▶ _Exercise task a_: Report every line of the listing below that contains the word "cloudy", copying each line in full. Matching is case-sensitive.

▶ _Source_:
%%

It is South Florida's YET-to-be-registered immigrant voters who could swing the 2004 presidential election

By Celeste Fraser Delgado

Published on July 22, 2004

At the America Coming Together office on Biscayne Boulevard and NE 27th Street, a sign asks in stark red marker: Have you registered 537 new voters yet? That is the number by which George W. Bush ostensibly beat Al Gore in Florida in 2000, nudging the Republican candidate into the presidency. For the 2004 presidential race, the slogan on the lips of activists across the political spectrum is: Every vote counts. In Florida, every vote counts more.

Pollsters have already pegged 30 of the 50 states as belonging to either the Republican or the Democratic camps. Of the twenty states up for grabs, Florida has eighteen electoral votes, giving the Sunshine State major clout in determining the next president. With George W. Bush continuing to hold the state's Cuban Americans in thrall and the addition of the generically popular John Edwards to the ticket of Democratic nominee John Kerry, it's still anybody's election.

A possible ace in the hole: South Florida's immigrant population, which is seen as a vast, untapped reservoir of eligible but unregistered voters. Suddenly Haitian nursing assistants, Cuban line cooks, and Jamaican churchgoers are as much in demand as Ohio's soccer moms and North Carolina's NASCAR dads.

To reach these potential voters, ACT has recruited members of the immigrant community -- for instance, the women of Miami's Caribbean Power Vote.

Hermanie Colin's regular job is at a nursing home. For ACT, though, she is poring over a list of potential voters in North Miami. The certified nursing assistant organizes the prospective contacts by block and plots each address on a map. Crowding beside Colin at a long metal table at ACT headquarters are colleagues Rose Marie Michele and Gisele Florvil. Like Colin, Florvil and Michele are CNAs taking eight-month leaves of absence from the nursing home to get Haitian and West Indian voters registered. Each afternoon they spend four hours beneath the punishing summer sun, knocking on doors. Each woman will feel lucky if she comes back with even one new registration per day.

This is ACT's vanguard; the national organization bills itself as the "largest voter mobilization drive in American history."

%%

▶ _Exercise task b_: Return, word for word, the passage of the article on South Florida's immigrant voters that opens with the words containing "Hermanie Colin's regular" and closes with "registration per day.".

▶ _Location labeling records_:
%%

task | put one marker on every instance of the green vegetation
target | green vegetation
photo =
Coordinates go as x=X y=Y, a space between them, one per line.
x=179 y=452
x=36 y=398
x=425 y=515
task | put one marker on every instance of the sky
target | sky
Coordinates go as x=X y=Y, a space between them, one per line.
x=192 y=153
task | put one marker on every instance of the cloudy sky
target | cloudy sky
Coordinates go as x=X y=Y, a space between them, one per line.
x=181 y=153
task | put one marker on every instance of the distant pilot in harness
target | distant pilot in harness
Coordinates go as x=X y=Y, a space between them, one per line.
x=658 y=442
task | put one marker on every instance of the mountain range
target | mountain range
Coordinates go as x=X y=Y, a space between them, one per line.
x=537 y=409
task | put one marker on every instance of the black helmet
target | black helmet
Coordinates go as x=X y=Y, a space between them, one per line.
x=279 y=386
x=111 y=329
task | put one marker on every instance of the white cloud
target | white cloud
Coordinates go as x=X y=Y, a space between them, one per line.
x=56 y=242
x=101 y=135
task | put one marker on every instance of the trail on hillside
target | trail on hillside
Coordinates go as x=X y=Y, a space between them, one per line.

%%

▶ _Reply a_:
task | put one marker on every instance of the cloudy sky
target | cloudy sky

▶ _Reply b_:
Hermanie Colin's regular job is at a nursing home. For ACT, though, she is poring over a list of potential voters in North Miami. The certified nursing assistant organizes the prospective contacts by block and plots each address on a map. Crowding beside Colin at a long metal table at ACT headquarters are colleagues Rose Marie Michele and Gisele Florvil. Like Colin, Florvil and Michele are CNAs taking eight-month leaves of absence from the nursing home to get Haitian and West Indian voters registered. Each afternoon they spend four hours beneath the punishing summer sun, knocking on doors. Each woman will feel lucky if she comes back with even one new registration per day.